_What the exercise asks_.
Return every line of the data below word for word, including the punctuation.

***

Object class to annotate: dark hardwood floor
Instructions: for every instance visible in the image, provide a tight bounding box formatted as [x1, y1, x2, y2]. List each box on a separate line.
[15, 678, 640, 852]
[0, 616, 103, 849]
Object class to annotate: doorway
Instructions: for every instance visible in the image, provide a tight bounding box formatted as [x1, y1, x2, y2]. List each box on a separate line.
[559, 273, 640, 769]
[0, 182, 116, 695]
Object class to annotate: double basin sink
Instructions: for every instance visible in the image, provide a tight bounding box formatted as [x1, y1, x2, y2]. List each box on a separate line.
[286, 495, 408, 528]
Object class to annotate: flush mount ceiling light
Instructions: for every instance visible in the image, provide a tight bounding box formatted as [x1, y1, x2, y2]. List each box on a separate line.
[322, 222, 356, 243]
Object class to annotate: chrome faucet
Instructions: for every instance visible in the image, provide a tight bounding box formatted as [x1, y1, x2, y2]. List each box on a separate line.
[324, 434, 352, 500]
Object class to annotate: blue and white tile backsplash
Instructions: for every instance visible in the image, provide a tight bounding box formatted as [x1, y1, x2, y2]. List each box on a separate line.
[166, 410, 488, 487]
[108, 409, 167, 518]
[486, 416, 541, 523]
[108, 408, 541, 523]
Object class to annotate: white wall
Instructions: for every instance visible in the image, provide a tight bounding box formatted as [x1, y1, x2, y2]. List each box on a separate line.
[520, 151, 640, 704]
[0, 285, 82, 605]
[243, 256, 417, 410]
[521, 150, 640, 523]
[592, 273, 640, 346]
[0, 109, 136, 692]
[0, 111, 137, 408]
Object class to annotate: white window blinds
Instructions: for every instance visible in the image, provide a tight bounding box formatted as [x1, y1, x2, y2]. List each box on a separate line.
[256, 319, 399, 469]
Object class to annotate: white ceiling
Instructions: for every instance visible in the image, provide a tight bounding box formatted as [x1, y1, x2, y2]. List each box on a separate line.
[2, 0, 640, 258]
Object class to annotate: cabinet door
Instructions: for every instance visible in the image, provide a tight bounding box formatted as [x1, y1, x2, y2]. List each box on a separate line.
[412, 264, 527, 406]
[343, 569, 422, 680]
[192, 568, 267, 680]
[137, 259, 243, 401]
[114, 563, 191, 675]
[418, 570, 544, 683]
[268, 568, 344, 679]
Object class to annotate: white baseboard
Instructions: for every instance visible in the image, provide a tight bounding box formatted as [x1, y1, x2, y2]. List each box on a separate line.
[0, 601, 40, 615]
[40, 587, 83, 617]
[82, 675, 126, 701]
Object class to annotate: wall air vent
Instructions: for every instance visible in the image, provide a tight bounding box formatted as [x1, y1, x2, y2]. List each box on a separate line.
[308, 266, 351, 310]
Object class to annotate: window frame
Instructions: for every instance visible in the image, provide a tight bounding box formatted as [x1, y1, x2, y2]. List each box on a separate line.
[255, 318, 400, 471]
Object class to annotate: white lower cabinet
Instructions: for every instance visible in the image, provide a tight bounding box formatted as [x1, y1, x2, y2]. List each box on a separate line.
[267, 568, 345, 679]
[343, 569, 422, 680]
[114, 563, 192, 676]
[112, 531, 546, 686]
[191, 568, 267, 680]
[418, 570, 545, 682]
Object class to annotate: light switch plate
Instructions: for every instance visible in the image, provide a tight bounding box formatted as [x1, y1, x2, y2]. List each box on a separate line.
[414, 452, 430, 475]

***

_Answer for this exercise_.
Object class to annotate: dark hardwood floor
Instructions: for every instance visible in the image, provide a tight bounding box formatted as [x1, y1, x2, y2]. List each box on a separate line.
[15, 678, 640, 852]
[0, 616, 103, 849]
Object class to annotate: doorway
Instructions: for every instance visible in the image, provide a tight bounding box formatted as [x1, y1, x2, y2]. List each box on a separate line.
[559, 273, 640, 769]
[0, 182, 116, 695]
Object class to annotate: double basin sink
Instructions: for every instance visible in the image, provide a tight bounding box formatted as [x1, y1, x2, y2]. List each box on a separate line.
[286, 495, 408, 528]
Object class to annotate: flush mount ceiling light
Instructions: for every instance visible in the image, provide a tight bounding box formatted as [x1, y1, x2, y2]. List each box on a separate line.
[322, 222, 356, 243]
Object class to annotate: chrome faucet
Instructions: for every instance visible in the image, provide a tight bounding box formatted as [x1, y1, x2, y2]. List each box on a separate line.
[324, 434, 352, 500]
Object class to annotate: blue and white tile backsplash
Instructions: for every instance visible in the image, provide a tight bounding box formatted as [x1, y1, x2, y2]. List each box on a separate line.
[166, 410, 488, 487]
[108, 409, 167, 518]
[486, 416, 541, 523]
[108, 408, 541, 523]
Object class to annotate: white wall
Instructions: for every instance visible in the image, provide a tight bounding box formatted as [x1, y1, x2, y2]. List each box on a separate line.
[520, 151, 640, 704]
[0, 285, 82, 605]
[243, 256, 417, 410]
[521, 150, 640, 523]
[592, 273, 640, 346]
[0, 109, 136, 692]
[0, 111, 137, 408]
Object class to annotate: white window blinds
Instructions: for every instance visible in the image, provide a tight bounding box formatted as [x1, y1, x2, y2]. List each box on a separate line.
[256, 319, 399, 469]
Object class to annotate: white ceiling
Instructions: for every instance visible in the image, provide a tight bounding box formatted as [x1, y1, x2, y2]. List each box on a separate line.
[2, 0, 640, 258]
Object class to annotate: cabinet door
Instructions: for every instance visible in the image, provide a tight bounding box formatted as [x1, y1, x2, y2]. List each box on a separate line.
[412, 264, 527, 406]
[343, 569, 422, 680]
[192, 568, 267, 680]
[137, 259, 243, 401]
[114, 563, 191, 675]
[418, 570, 544, 683]
[268, 568, 344, 679]
Object class to annotate: white baseboard
Instructions: for every instance visible in the image, provide a tight bounding box formatted as [x1, y1, x2, y2]. List each box on a separate line.
[0, 601, 40, 615]
[40, 587, 83, 617]
[82, 675, 126, 701]
Object class to annotate: wall air vent
Instructions: for every instance visible in the image, provide a tight bounding box formatted as [x1, y1, x2, y2]. List each box on a separate line.
[308, 266, 351, 310]
Object class to annotate: window frame
Instructions: for every instance visible in the image, provide a tight bounding box formatted as [x1, y1, x2, y2]. List each box on a separate line.
[255, 318, 400, 471]
Object class to annotate: white lower cabinet
Instructions: for every instance visible in the image, provide a tight bounding box formatted as [x1, y1, x2, y2]. List each box on a separate line.
[267, 568, 345, 679]
[343, 569, 422, 680]
[114, 563, 192, 676]
[112, 531, 546, 686]
[191, 568, 267, 680]
[418, 570, 545, 682]
Object class to annotate: light switch plate
Instructions: for every instance visible in the image, provide a tight bounding box formatted as [x1, y1, x2, y2]. List each box on a separate line.
[414, 452, 430, 475]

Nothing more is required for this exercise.